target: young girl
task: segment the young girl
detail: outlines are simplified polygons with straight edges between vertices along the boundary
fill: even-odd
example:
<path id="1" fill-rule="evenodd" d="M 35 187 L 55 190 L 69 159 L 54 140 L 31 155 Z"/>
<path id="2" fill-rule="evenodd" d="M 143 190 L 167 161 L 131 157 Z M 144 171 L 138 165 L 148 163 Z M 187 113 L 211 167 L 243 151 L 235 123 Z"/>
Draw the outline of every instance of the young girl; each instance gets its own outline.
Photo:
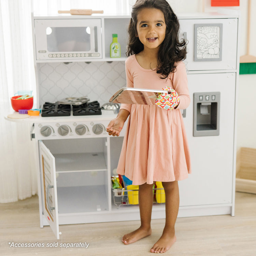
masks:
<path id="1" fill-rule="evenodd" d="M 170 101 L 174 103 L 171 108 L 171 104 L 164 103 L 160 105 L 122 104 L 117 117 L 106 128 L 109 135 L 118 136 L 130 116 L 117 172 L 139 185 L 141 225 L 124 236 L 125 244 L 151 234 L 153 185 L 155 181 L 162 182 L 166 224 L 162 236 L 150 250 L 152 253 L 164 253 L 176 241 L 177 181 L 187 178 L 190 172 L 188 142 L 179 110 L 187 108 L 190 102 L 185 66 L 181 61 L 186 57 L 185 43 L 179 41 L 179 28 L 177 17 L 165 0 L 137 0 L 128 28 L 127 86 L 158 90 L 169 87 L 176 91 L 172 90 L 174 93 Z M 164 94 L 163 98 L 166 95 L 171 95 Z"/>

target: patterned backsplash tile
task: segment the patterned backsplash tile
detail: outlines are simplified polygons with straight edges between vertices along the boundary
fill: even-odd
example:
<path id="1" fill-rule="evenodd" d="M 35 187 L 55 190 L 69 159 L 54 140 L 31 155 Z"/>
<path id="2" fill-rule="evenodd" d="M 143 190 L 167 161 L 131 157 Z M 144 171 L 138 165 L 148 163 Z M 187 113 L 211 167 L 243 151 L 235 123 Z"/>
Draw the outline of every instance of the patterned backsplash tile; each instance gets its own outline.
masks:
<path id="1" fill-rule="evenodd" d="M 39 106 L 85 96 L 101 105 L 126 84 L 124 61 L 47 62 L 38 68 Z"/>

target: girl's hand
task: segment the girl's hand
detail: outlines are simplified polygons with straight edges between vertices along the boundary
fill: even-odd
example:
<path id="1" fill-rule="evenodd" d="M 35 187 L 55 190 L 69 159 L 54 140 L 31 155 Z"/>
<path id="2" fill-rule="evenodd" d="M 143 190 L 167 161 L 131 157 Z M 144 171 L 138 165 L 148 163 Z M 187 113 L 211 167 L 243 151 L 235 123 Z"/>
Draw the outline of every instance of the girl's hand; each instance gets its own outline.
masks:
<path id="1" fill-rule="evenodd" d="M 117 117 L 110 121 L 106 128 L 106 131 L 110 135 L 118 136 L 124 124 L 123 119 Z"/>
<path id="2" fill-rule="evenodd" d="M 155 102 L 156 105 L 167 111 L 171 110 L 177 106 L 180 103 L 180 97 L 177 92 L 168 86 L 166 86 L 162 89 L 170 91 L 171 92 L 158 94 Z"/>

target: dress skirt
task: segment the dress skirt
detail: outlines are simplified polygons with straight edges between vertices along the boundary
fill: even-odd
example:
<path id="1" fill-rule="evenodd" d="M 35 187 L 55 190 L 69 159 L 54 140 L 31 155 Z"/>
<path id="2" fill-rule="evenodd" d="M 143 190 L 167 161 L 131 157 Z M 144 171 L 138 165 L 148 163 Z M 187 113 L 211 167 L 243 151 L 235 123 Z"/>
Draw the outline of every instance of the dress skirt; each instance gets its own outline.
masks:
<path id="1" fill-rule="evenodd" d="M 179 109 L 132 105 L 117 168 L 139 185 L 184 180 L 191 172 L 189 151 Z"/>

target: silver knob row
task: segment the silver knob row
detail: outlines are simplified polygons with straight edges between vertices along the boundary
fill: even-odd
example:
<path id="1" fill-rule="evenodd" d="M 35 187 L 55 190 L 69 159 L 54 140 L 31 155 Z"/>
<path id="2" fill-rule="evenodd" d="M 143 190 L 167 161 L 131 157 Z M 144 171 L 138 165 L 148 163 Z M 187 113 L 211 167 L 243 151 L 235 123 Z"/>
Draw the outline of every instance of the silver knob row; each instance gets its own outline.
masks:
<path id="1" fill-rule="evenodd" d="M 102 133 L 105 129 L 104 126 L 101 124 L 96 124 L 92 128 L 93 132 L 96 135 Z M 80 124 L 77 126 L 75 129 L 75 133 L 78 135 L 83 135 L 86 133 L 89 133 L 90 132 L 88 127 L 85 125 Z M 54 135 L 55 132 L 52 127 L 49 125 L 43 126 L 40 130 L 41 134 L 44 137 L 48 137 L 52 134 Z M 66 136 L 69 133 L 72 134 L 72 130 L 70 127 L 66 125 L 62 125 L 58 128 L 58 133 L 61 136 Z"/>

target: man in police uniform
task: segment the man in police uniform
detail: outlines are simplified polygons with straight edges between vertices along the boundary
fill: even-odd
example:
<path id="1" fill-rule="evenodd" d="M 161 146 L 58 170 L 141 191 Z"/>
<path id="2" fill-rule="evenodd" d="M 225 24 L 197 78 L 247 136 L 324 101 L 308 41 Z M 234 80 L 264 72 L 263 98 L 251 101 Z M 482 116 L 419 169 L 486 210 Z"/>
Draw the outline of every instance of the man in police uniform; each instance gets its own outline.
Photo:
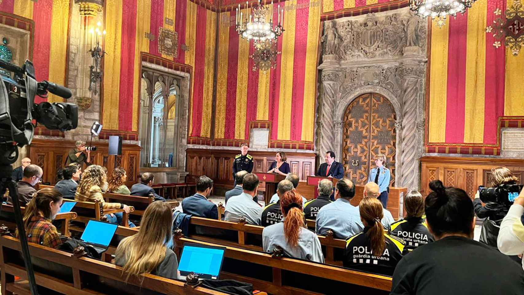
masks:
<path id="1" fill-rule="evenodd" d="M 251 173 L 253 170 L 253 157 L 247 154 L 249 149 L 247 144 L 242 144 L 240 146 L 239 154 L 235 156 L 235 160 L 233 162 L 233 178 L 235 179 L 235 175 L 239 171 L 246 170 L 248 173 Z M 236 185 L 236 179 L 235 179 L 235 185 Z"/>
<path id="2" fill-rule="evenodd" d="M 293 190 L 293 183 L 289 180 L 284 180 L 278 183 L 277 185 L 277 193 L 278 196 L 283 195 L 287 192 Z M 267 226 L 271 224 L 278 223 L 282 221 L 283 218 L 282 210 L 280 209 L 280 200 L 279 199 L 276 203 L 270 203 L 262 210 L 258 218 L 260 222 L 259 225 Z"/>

————————

Problem to work on: Reproduce all of the lines above verbatim, omitting the pictures.

Full output:
target: young girl
task: segment the young girl
detail: outlines are simplified polygons with straight edges between vertices along the boundary
fill: even-odd
example:
<path id="1" fill-rule="evenodd" d="M 35 187 L 55 190 L 69 159 L 54 140 L 31 155 Z"/>
<path id="2" fill-rule="evenodd" d="M 143 190 L 167 161 L 131 157 Z M 144 171 L 138 165 L 148 163 Z M 187 113 L 211 167 L 243 151 L 235 123 Z"/>
Draw the outline of every instance of the young girl; each instance gets its own outline.
Photo:
masks:
<path id="1" fill-rule="evenodd" d="M 170 101 L 174 103 L 171 108 L 171 104 L 164 103 L 160 105 L 122 104 L 117 117 L 106 128 L 109 135 L 118 136 L 130 116 L 117 172 L 139 185 L 141 225 L 124 236 L 125 244 L 151 234 L 153 185 L 155 181 L 162 182 L 166 224 L 162 236 L 150 250 L 152 253 L 164 253 L 176 241 L 177 181 L 187 178 L 190 172 L 188 142 L 179 110 L 187 108 L 190 102 L 185 66 L 181 61 L 186 57 L 185 43 L 179 41 L 179 28 L 177 17 L 165 0 L 137 0 L 128 28 L 127 86 L 158 90 L 169 87 L 176 91 L 172 90 L 174 93 Z M 164 94 L 163 98 L 166 95 L 171 95 Z"/>

target: patterned backsplash tile
task: segment the patterned backsplash tile
detail: outlines are simplified polygons with straight edges between vertices along the boundary
fill: even-odd
example:
<path id="1" fill-rule="evenodd" d="M 35 187 L 55 190 L 69 159 L 54 140 L 31 155 Z"/>
<path id="2" fill-rule="evenodd" d="M 143 190 L 167 161 L 131 157 Z M 144 171 L 138 165 L 148 163 Z M 187 113 L 211 167 L 243 151 L 235 123 Z"/>
Draw the outline of every instance of the patterned backsplash tile; each instance gets its own outline.
masks:
<path id="1" fill-rule="evenodd" d="M 39 106 L 85 96 L 101 105 L 126 84 L 124 61 L 47 62 L 38 68 Z"/>

target: girl's hand
task: segment the girl's hand
detail: outlines are simplified polygons with straight edges between vertices along the boundary
fill: even-odd
example:
<path id="1" fill-rule="evenodd" d="M 35 187 L 55 190 L 69 159 L 54 140 L 31 155 Z"/>
<path id="2" fill-rule="evenodd" d="M 143 190 L 167 161 L 131 157 Z M 144 171 L 138 165 L 148 163 Z M 187 113 L 211 167 L 243 151 L 235 123 Z"/>
Draw the outline of every instance of the girl's hand; each instance gets its own outline.
masks:
<path id="1" fill-rule="evenodd" d="M 117 117 L 110 121 L 106 128 L 106 131 L 110 135 L 118 136 L 124 124 L 123 119 Z"/>
<path id="2" fill-rule="evenodd" d="M 155 102 L 156 105 L 167 111 L 171 110 L 177 106 L 180 103 L 180 97 L 177 92 L 168 86 L 166 86 L 162 89 L 170 91 L 171 92 L 158 94 Z"/>

target: dress skirt
task: segment the dress skirt
detail: outlines are simplified polygons with straight edges between vertices along the boundary
fill: even-odd
example:
<path id="1" fill-rule="evenodd" d="M 35 187 L 55 190 L 69 159 L 54 140 L 31 155 Z"/>
<path id="2" fill-rule="evenodd" d="M 143 190 L 167 161 L 131 157 Z M 144 171 L 138 165 L 148 163 Z M 187 113 L 211 167 L 243 151 L 235 123 Z"/>
Draw the outline of every instance of the dress skirt; each instance gets its own outline.
masks:
<path id="1" fill-rule="evenodd" d="M 179 109 L 132 105 L 117 168 L 139 185 L 184 180 L 191 172 L 189 151 Z"/>

target: silver knob row
task: segment the silver knob row
detail: outlines are simplified polygons with straight edges between vertices along the boundary
fill: even-odd
example:
<path id="1" fill-rule="evenodd" d="M 35 187 L 55 190 L 69 159 L 54 140 L 31 155 Z"/>
<path id="2" fill-rule="evenodd" d="M 143 190 L 167 161 L 131 157 Z M 144 171 L 138 165 L 148 163 Z M 187 113 L 211 167 L 243 151 L 235 123 Z"/>
Draw the outline of every instance of the silver knob row; each instance gets its own outline.
masks:
<path id="1" fill-rule="evenodd" d="M 102 133 L 105 129 L 104 126 L 101 124 L 96 124 L 92 128 L 93 132 L 96 135 Z M 80 124 L 77 126 L 75 129 L 75 133 L 78 135 L 83 135 L 86 133 L 89 133 L 90 132 L 88 127 L 85 125 Z M 54 135 L 55 132 L 52 127 L 49 125 L 43 126 L 40 130 L 41 134 L 44 137 L 48 137 L 52 134 Z M 66 136 L 69 133 L 72 134 L 72 130 L 70 127 L 66 125 L 62 125 L 58 128 L 58 133 L 61 136 Z"/>

target: man in police uniform
task: segment the man in police uniform
detail: outlines are simplified polygons with straight edges between vertices along the boundary
fill: even-odd
example:
<path id="1" fill-rule="evenodd" d="M 161 146 L 58 170 L 141 191 Z"/>
<path id="2" fill-rule="evenodd" d="M 225 24 L 197 78 L 247 136 L 324 101 L 308 41 Z M 234 80 L 264 72 L 263 98 L 251 101 Z M 482 116 L 419 169 L 486 210 Z"/>
Draw the outline of every instance of the man in police uniform; each instance gets its own outline.
Photo:
masks:
<path id="1" fill-rule="evenodd" d="M 251 173 L 253 170 L 253 157 L 247 154 L 249 149 L 247 144 L 242 144 L 240 146 L 239 154 L 235 156 L 235 160 L 233 162 L 233 178 L 235 179 L 235 175 L 239 171 L 246 170 L 248 173 Z M 236 185 L 236 179 L 235 179 L 235 185 Z"/>
<path id="2" fill-rule="evenodd" d="M 293 190 L 293 183 L 289 180 L 284 180 L 278 183 L 277 185 L 277 193 L 278 196 L 283 195 L 287 192 Z M 267 226 L 271 224 L 278 223 L 282 221 L 283 218 L 282 210 L 280 209 L 280 200 L 279 199 L 276 203 L 270 203 L 262 210 L 258 218 L 260 222 L 259 225 Z"/>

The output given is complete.